Document segment
● ● ● ● ●

Is the F.D.A.-Approved Dsuvia As Dangerous As It Seems?
The drug, called Dsuvia, is 10 times stronger than fentanyl and will be limited to medical use in hospitals and other supervised sites.

Dsuvia is a form of sufentanil, an opioid. Photo credit: Craig Sherod/AcelRx Pharmaceuticals, via Associated Press
Editor’s Note: This article was originally published in an edition of NOVA’s email newsletter, NOVA Lens, and has now been repurposed for NOVA Next. Sign up for NOVA Lens here (select “NOVA Newsletters”).
On Friday, November 2, the F.D.A. approved a new tablet form of sufentanil, an extremely potent synthetic opioid. The drug is called Dsuvia, and the decision to approve it has proven controversial.
Dsuvia is 10 times stronger than fentanyl, the parent drug that the F.D.A. approved for medical use in 1968—but which also has illegal correlates that have been linked to recreational drug use and deaths due to overdose.

● ● ● ● ●

Given information
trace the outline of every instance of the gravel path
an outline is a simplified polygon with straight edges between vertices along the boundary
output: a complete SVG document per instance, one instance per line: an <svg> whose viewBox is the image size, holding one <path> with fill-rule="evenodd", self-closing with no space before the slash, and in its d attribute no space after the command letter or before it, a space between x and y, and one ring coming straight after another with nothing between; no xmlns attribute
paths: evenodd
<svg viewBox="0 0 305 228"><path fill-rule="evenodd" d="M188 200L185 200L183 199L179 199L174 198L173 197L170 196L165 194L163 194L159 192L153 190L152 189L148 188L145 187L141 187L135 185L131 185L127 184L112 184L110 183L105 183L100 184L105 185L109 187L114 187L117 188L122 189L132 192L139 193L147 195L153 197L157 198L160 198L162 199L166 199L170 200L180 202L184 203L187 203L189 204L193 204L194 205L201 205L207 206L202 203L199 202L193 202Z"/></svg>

● ● ● ● ●

Decide whether each statement below agrees with the Dsuvia article, answering yes or no and quoting the words of the article that settle it. 1. The F.D.A. approved Dsuvia on Friday, November 2. 2. Dsuvia is five times stronger than fentanyl. 3. The F.D.A. approved fentanyl for medical use in 1968.

Expected answer
1. Yes: "On Friday, November 2, the F.D.A. approved a new tablet form of sufentanil"
2. No: "Dsuvia is 10 times stronger than fentanyl"
3. Yes: "the parent drug that the F.D.A. approved for medical use in 1968"